**Reading text**.

Lectures and Conferences

The Visual and Cultural Studies Graduate Conference is organized biennially by students in the Graduate Program in Visual and Cultural Studies (VCS) at the University of Rochester. Since the inaugural event in 1995, the conference has brought together scholars from a variety of fields, such as film studies, museum studies, art history, and cultural anthropology, in accordance with the interdisciplinary approach of the program.

Craig Owens, who died of AIDS in 1990 at the age of 39, was a critic, teacher and one of the founders of VCS, shaping it with his commitments to postmodern theory, contemporary art, feminism, queer studies, and gay activism. He was an associate editor for October and senior editor for Art in America. We honor his memory each year with a lecture given by a distinguished scholar engaging issues related to Owens's interests.

The Reni Celeste Memorial Alumni Lecture was established in 2005 by students and faculty in the Graduate Program in Visual and Cultural Studies (VCS). The lecture series remembers Reni Celeste, who entered the VCS program in 1997 and graduated in 2003 after completing her dissertation, "The Tragic Screen: Cinema at the Limits of Philosophy." Celeste had been diagnosed with breast cancer shortly after coming to Rochester. She died from complications following surgery in 2004 at the age of 40, survived by her husband and two children. At the time, Celeste was a postdoctoral research scholar and teaching fellow in film studies at Yale University, where the Reni Celeste Lectureship is now an annual event.

**What to do**.
Copy the lectures and conferences text word for word from "The Visual and" to "to Owens's interests.".

**Recorded data**.
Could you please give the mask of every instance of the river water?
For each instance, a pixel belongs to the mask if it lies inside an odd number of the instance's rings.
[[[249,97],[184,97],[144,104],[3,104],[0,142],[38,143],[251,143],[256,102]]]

**Your response**.
The Visual and Cultural Studies Graduate Conference is organized biennially by students in the Graduate Program in Visual and Cultural Studies (VCS) at the University of Rochester. Since the inaugural event in 1995, the conference has brought together scholars from a variety of fields, such as film studies, museum studies, art history, and cultural anthropology, in accordance with the interdisciplinary approach of the program.

Craig Owens, who died of AIDS in 1990 at the age of 39, was a critic, teacher and one of the founders of VCS, shaping it with his commitments to postmodern theory, contemporary art, feminism, queer studies, and gay activism. He was an associate editor for October and senior editor for Art in America. We honor his memory each year with a lecture given by a distinguished scholar engaging issues related to Owens's interests.